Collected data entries
[Start of section]
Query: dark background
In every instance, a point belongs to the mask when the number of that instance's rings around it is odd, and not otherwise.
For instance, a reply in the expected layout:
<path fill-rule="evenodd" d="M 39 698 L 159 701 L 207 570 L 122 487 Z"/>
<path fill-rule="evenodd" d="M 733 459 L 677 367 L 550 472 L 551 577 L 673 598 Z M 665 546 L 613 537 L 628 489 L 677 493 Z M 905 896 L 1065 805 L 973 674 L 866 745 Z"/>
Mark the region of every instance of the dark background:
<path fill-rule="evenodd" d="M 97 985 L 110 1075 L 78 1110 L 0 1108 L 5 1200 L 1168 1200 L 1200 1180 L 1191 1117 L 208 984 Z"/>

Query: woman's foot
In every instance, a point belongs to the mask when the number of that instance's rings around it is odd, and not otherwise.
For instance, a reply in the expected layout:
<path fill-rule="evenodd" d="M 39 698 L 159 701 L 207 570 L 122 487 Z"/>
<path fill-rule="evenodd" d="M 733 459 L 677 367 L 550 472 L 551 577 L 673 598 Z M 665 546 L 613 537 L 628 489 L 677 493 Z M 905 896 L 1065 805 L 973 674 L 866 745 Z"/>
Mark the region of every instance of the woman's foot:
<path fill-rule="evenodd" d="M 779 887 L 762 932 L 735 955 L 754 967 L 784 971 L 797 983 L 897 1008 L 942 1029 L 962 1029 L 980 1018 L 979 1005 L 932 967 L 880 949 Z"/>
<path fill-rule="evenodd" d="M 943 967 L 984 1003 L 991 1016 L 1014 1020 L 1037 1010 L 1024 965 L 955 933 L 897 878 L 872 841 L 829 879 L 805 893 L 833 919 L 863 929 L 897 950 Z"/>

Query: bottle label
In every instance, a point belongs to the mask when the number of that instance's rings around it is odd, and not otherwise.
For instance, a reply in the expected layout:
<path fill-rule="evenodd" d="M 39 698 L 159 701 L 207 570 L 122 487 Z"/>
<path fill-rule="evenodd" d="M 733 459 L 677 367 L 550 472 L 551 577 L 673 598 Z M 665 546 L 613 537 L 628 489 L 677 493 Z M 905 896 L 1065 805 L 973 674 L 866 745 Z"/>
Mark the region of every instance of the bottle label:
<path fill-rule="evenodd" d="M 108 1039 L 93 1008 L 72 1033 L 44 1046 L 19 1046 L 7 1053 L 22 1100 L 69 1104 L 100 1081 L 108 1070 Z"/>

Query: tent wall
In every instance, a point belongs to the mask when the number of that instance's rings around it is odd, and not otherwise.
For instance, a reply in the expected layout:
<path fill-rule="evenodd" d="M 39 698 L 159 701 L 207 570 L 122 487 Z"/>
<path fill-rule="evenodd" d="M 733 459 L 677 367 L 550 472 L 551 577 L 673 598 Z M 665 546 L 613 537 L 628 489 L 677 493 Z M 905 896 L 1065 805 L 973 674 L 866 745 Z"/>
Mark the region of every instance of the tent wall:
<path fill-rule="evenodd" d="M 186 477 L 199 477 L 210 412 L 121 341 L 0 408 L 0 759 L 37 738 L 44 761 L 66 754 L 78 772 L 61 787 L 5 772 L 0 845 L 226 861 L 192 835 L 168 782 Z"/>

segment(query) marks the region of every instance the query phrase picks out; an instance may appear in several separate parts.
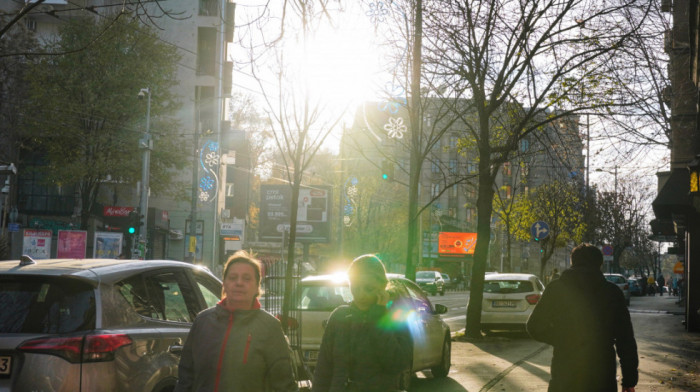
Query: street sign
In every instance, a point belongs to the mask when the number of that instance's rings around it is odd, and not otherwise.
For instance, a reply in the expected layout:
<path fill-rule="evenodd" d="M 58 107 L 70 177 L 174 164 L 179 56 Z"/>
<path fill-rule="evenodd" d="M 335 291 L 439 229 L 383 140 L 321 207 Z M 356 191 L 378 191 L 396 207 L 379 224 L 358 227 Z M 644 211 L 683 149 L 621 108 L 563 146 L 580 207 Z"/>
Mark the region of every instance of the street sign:
<path fill-rule="evenodd" d="M 7 231 L 11 233 L 16 233 L 19 231 L 19 223 L 8 223 L 7 224 Z"/>
<path fill-rule="evenodd" d="M 543 221 L 537 221 L 530 227 L 532 237 L 538 240 L 543 240 L 549 236 L 549 225 Z"/>
<path fill-rule="evenodd" d="M 613 247 L 612 245 L 603 245 L 603 256 L 612 256 Z"/>
<path fill-rule="evenodd" d="M 673 266 L 673 273 L 682 274 L 683 272 L 685 272 L 685 265 L 680 261 L 676 262 L 676 264 Z"/>

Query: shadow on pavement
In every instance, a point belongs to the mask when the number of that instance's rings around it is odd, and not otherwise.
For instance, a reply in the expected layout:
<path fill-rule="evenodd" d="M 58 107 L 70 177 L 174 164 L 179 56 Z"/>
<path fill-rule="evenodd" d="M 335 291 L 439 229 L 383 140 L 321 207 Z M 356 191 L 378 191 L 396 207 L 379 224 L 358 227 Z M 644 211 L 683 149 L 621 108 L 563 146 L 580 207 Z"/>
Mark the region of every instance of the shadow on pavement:
<path fill-rule="evenodd" d="M 467 390 L 449 377 L 447 378 L 414 378 L 409 392 L 466 392 Z"/>

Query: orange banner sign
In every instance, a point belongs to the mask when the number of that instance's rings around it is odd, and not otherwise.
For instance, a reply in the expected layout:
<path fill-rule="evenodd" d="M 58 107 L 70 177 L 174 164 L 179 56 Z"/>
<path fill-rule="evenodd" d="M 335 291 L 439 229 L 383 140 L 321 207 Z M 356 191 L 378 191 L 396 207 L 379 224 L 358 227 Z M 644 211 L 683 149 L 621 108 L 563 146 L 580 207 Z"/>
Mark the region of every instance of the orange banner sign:
<path fill-rule="evenodd" d="M 476 247 L 476 233 L 440 232 L 438 253 L 441 256 L 473 255 Z"/>

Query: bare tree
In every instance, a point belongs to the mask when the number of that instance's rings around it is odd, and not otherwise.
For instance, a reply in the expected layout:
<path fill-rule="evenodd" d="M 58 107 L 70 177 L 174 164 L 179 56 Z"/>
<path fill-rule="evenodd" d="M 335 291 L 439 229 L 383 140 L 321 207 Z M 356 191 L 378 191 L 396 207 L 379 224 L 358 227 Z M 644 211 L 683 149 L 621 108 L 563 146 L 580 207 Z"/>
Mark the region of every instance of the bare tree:
<path fill-rule="evenodd" d="M 638 4 L 639 3 L 639 4 Z M 563 117 L 615 102 L 602 99 L 611 86 L 570 100 L 574 86 L 587 83 L 586 65 L 597 71 L 624 46 L 645 20 L 648 4 L 636 0 L 439 1 L 426 7 L 427 72 L 441 75 L 453 96 L 473 106 L 455 105 L 465 118 L 465 138 L 478 148 L 477 236 L 466 334 L 481 336 L 481 303 L 498 169 L 517 151 L 520 140 Z M 633 10 L 638 18 L 624 23 Z M 581 24 L 592 34 L 578 34 Z M 592 88 L 593 86 L 589 86 Z M 590 90 L 589 88 L 589 90 Z M 457 98 L 456 98 L 457 99 Z M 553 110 L 556 109 L 556 110 Z M 507 121 L 499 120 L 504 115 Z M 473 117 L 473 121 L 467 121 Z"/>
[End of section]
**PROBLEM TO WORK ON:**
Could you print the data exactly as it appears and keep the pictures out?

**EXERCISE RESULT:**
Query: dark background
In every instance, a point belongs to the mask when the number of that instance's rings around it is odd, and not otherwise.
For instance, a reply in the expected layout:
<path fill-rule="evenodd" d="M 39 698 L 159 701 L 207 570 L 122 487 Z"/>
<path fill-rule="evenodd" d="M 733 459 L 677 367 L 550 472 L 551 577 L 673 598 Z M 665 546 L 613 537 L 628 489 L 677 493 Z M 905 896 L 1065 805 L 973 674 L 866 745 Z"/>
Mark the region of every instance of the dark background:
<path fill-rule="evenodd" d="M 97 985 L 110 1075 L 78 1110 L 0 1108 L 5 1200 L 1168 1200 L 1200 1180 L 1191 1117 L 208 984 Z"/>

Query: woman's foot
In every instance, a point belongs to the mask when the number of that instance's rings around it is odd, and not otherwise.
For instance, a reply in the expected layout:
<path fill-rule="evenodd" d="M 39 698 L 159 701 L 207 570 L 122 487 Z"/>
<path fill-rule="evenodd" d="M 733 459 L 677 367 L 550 472 L 551 577 L 673 598 Z M 665 546 L 613 537 L 628 489 L 677 493 Z M 905 896 L 1065 805 L 973 674 L 866 745 Z"/>
Mark the region of every instance of the woman's foot:
<path fill-rule="evenodd" d="M 779 887 L 762 932 L 735 955 L 754 967 L 784 971 L 797 983 L 897 1008 L 942 1029 L 962 1029 L 980 1018 L 979 1005 L 932 967 L 880 949 Z"/>
<path fill-rule="evenodd" d="M 943 967 L 984 1003 L 991 1016 L 1014 1020 L 1037 1010 L 1024 965 L 955 933 L 897 878 L 872 841 L 829 879 L 805 893 L 833 919 L 863 929 L 897 950 Z"/>

Query: bottle label
In every instance, a point belongs to the mask when the number of that instance's rings around it is odd, and not otherwise.
For instance, a reply in the expected layout:
<path fill-rule="evenodd" d="M 39 698 L 159 701 L 207 570 L 122 487 Z"/>
<path fill-rule="evenodd" d="M 733 459 L 677 367 L 550 472 L 551 577 L 673 598 Z M 665 546 L 613 537 L 628 489 L 677 493 Z M 905 896 L 1065 805 L 973 674 L 866 745 Z"/>
Mark the region of every instance of the bottle label:
<path fill-rule="evenodd" d="M 108 1039 L 93 1008 L 72 1033 L 44 1046 L 19 1046 L 7 1053 L 22 1100 L 69 1104 L 100 1081 L 108 1070 Z"/>

Query: tent wall
In every instance, a point belongs to the mask when the number of that instance's rings around it is odd, and not otherwise.
For instance, a reply in the expected layout:
<path fill-rule="evenodd" d="M 39 698 L 159 701 L 207 570 L 122 487 Z"/>
<path fill-rule="evenodd" d="M 733 459 L 677 367 L 550 472 L 551 577 L 673 598 Z M 665 546 L 613 537 L 628 489 L 677 493 Z M 905 896 L 1065 805 L 973 674 L 866 745 Z"/>
Mark the region of every instance of the tent wall:
<path fill-rule="evenodd" d="M 186 477 L 199 477 L 210 412 L 121 341 L 0 408 L 0 759 L 37 738 L 44 761 L 66 754 L 78 772 L 61 787 L 5 772 L 0 845 L 226 861 L 192 835 L 168 782 Z"/>

segment(query) marks the region of every instance the query phrase picks out; an instance may appear in several separate parts.
Query: street sign
In every instance, a point belongs to the mask when the number of that instance's rings around it is odd, and not otherwise.
For instance, a reply in the expected layout:
<path fill-rule="evenodd" d="M 58 107 L 70 177 L 174 164 L 179 56 Z"/>
<path fill-rule="evenodd" d="M 335 291 L 439 229 L 383 140 L 321 207 Z M 356 191 L 378 191 L 396 207 L 379 224 L 358 227 Z M 644 211 L 683 149 L 621 108 L 563 146 L 580 207 Z"/>
Mark the region of every instance of the street sign:
<path fill-rule="evenodd" d="M 7 231 L 11 233 L 16 233 L 19 231 L 19 223 L 8 223 L 7 224 Z"/>
<path fill-rule="evenodd" d="M 543 221 L 537 221 L 530 227 L 532 237 L 538 240 L 543 240 L 549 236 L 549 225 Z"/>
<path fill-rule="evenodd" d="M 613 247 L 612 245 L 603 245 L 603 256 L 612 256 Z"/>
<path fill-rule="evenodd" d="M 673 266 L 673 273 L 682 274 L 683 272 L 685 272 L 685 265 L 680 261 L 676 262 L 676 264 Z"/>

Query: shadow on pavement
In every instance, a point belongs to the mask when the number of that instance's rings around it is odd, and not otherwise.
For instance, a reply in the expected layout:
<path fill-rule="evenodd" d="M 58 107 L 70 177 L 174 164 L 179 56 Z"/>
<path fill-rule="evenodd" d="M 335 291 L 439 229 L 383 140 L 321 207 Z M 356 191 L 378 191 L 396 207 L 379 224 L 358 227 Z M 644 211 L 683 149 L 621 108 L 563 146 L 580 207 Z"/>
Mark the region of every instance of the shadow on pavement:
<path fill-rule="evenodd" d="M 467 390 L 449 377 L 447 378 L 414 378 L 409 392 L 466 392 Z"/>

Query: orange banner sign
In every instance, a point belongs to the mask when the number of that instance's rings around it is odd, and not otherwise.
For instance, a reply in the expected layout:
<path fill-rule="evenodd" d="M 58 107 L 70 177 L 174 164 L 179 56 Z"/>
<path fill-rule="evenodd" d="M 335 291 L 439 229 L 383 140 L 321 207 Z M 356 191 L 378 191 L 396 207 L 379 224 L 358 227 Z M 644 211 L 683 149 L 621 108 L 563 146 L 580 207 Z"/>
Mark the region of every instance of the orange banner sign:
<path fill-rule="evenodd" d="M 476 247 L 476 233 L 440 232 L 438 253 L 441 256 L 473 255 Z"/>

Query: bare tree
In every instance, a point belongs to the mask when the number of that instance's rings around it is odd, and not otherwise.
For instance, a reply in the expected layout:
<path fill-rule="evenodd" d="M 58 107 L 70 177 L 174 164 L 179 56 Z"/>
<path fill-rule="evenodd" d="M 335 291 L 439 229 L 383 140 L 321 207 Z M 356 191 L 378 191 L 396 207 L 379 224 L 358 227 Z M 644 211 L 683 149 L 621 108 L 563 146 L 580 207 Z"/>
Mark the region of every instance of the bare tree:
<path fill-rule="evenodd" d="M 638 4 L 639 3 L 639 4 Z M 563 117 L 615 102 L 602 99 L 611 86 L 570 100 L 574 86 L 587 83 L 586 65 L 597 71 L 624 46 L 645 20 L 648 4 L 636 0 L 439 1 L 426 7 L 427 72 L 441 75 L 453 96 L 473 106 L 455 105 L 465 118 L 465 138 L 478 148 L 477 236 L 466 334 L 481 336 L 481 303 L 498 169 L 517 151 L 520 140 Z M 633 10 L 638 18 L 624 23 Z M 581 24 L 592 34 L 578 34 Z M 592 88 L 593 86 L 589 86 Z M 590 90 L 589 88 L 589 90 Z M 457 98 L 456 98 L 457 99 Z M 553 110 L 556 109 L 556 110 Z M 507 121 L 499 120 L 504 115 Z M 473 117 L 473 121 L 467 121 Z"/>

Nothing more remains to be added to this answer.